◆ **EXERCISE DIRECTIONS**:
Write out the part of the Red Kingdom article from "Tech N9ne singles" to "Super Bowl-winning season.".

◆ **SUPPLIED PASSAGE**:
>>
Single by Tech N9ne
- Released: September 11, 2019
- Genre: Hip-hop
- Length: 2:21
- Label: Strange Music
- Songwriters: Aaron Yates; Tarrel Gulledge;
- Producer: King Iso

Tech N9ne singles chronology
| "Disparagement" (2019) | "Red Kingdom" (2019) | "Shut Up" (2019) |

Audio
- "Red Kingdom" on YouTube

= Red Kingdom =

"Red Kingdom" is a song by American rapper Tech N9ne. It was released on January 18, 2019, onto YouTube, and on September 11, 2019, onto streaming platforms, through Strange Music. The song is an anthem dedicated to the Kansas City Chiefs, the rapper's hometown NFL team. Following its release, the song quickly gained traction, becoming an unofficial anthem for the team, especially during their 2019–20 Super Bowl-winning season.
<<
◆ **DATASET RECORDS**:
>>
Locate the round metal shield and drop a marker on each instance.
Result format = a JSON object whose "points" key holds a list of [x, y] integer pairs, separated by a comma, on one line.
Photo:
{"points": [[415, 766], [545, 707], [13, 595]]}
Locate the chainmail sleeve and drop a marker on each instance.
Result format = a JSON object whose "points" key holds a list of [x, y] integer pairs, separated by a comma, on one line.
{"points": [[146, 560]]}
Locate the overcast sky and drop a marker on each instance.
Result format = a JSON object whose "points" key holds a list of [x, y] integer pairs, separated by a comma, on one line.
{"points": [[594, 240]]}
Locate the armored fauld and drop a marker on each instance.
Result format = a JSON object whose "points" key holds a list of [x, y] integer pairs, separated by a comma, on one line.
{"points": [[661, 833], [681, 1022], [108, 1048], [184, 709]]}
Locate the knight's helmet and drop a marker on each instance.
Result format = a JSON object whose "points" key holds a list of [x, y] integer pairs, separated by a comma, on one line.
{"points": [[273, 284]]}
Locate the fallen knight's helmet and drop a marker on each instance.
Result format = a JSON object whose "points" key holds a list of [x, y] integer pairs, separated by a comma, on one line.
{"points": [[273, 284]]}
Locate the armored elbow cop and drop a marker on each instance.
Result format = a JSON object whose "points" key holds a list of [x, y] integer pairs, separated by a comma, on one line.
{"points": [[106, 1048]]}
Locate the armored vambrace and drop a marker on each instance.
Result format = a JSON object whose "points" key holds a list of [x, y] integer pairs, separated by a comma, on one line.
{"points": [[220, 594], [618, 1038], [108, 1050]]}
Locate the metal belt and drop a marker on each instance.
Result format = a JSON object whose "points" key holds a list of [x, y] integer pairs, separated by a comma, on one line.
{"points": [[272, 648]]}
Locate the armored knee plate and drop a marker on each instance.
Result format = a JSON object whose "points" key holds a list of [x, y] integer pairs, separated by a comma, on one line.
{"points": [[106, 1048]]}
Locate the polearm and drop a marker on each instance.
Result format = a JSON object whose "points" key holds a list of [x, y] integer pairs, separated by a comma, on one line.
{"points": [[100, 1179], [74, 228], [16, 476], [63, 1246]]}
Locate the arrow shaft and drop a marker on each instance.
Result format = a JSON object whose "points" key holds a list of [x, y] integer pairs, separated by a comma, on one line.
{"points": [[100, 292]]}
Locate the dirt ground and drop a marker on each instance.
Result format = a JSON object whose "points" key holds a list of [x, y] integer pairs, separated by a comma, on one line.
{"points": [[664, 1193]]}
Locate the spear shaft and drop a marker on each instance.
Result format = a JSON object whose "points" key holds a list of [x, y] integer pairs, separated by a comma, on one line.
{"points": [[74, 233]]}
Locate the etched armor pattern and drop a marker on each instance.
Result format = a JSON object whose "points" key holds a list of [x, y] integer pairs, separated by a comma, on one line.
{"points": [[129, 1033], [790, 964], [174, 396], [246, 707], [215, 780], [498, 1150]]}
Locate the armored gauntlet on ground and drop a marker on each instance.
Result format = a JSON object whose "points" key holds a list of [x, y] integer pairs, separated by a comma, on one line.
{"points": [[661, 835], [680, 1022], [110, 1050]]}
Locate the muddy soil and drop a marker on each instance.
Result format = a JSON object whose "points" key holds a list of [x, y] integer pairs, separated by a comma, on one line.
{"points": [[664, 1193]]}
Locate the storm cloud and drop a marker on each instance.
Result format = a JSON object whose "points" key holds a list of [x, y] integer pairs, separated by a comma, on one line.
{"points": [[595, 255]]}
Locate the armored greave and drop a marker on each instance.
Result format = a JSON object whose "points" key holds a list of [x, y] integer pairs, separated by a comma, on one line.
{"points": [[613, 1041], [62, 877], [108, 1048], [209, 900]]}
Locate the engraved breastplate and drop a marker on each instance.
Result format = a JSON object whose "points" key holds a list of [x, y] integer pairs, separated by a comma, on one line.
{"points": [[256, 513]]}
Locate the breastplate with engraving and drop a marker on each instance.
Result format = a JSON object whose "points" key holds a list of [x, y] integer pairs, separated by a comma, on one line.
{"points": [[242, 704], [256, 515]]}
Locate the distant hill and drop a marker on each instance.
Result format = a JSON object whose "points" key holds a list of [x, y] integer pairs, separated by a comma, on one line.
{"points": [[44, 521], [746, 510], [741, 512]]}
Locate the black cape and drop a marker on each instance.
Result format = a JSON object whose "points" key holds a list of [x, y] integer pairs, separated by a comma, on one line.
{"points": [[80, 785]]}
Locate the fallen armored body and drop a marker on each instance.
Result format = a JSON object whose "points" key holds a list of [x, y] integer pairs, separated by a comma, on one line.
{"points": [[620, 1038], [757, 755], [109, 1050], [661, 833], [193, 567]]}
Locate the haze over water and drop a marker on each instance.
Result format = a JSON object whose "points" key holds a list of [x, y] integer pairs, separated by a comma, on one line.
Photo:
<<
◆ **WRITTEN SOLUTION**:
Tech N9ne singles chronology
| "Disparagement" (2019) | "Red Kingdom" (2019) | "Shut Up" (2019) |

Audio
- "Red Kingdom" on YouTube

= Red Kingdom =

"Red Kingdom" is a song by American rapper Tech N9ne. It was released on January 18, 2019, onto YouTube, and on September 11, 2019, onto streaming platforms, through Strange Music. The song is an anthem dedicated to the Kansas City Chiefs, the rapper's hometown NFL team. Following its release, the song quickly gained traction, becoming an unofficial anthem for the team, especially during their 2019–20 Super Bowl-winning season.